Source data Start Marker

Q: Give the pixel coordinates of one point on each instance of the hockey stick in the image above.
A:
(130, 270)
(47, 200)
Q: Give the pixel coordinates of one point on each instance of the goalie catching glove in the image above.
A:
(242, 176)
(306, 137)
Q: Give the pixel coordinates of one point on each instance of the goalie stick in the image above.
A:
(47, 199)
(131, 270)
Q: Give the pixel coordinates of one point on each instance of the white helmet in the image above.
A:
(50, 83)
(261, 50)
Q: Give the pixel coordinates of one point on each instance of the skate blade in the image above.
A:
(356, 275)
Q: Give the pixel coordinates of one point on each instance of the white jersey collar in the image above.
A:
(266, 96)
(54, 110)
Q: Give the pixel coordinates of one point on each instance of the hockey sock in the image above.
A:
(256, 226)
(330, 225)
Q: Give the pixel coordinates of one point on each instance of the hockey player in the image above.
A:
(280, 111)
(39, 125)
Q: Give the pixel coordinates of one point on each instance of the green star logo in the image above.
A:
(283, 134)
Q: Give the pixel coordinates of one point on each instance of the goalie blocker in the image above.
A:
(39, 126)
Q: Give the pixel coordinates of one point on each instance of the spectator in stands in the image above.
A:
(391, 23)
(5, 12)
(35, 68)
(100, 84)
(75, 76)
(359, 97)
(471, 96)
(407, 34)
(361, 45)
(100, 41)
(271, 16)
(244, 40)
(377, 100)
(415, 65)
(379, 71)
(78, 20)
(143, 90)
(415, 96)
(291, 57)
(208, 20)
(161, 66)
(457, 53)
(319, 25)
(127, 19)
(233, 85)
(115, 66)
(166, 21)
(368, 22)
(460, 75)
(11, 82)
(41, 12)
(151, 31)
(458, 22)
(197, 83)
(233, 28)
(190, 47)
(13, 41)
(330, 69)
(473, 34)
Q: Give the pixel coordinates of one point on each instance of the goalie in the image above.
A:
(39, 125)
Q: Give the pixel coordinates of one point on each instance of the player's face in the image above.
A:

Source data End Marker

# [Exercise description]
Search the data above for "player" and copy every line where it turns up.

# [Solution to this exercise]
Q: Give the pixel coordinates of one point on each instance of the hockey player in the image above.
Q: Give the pixel coordinates of one point on each instance of the player's face in the image above.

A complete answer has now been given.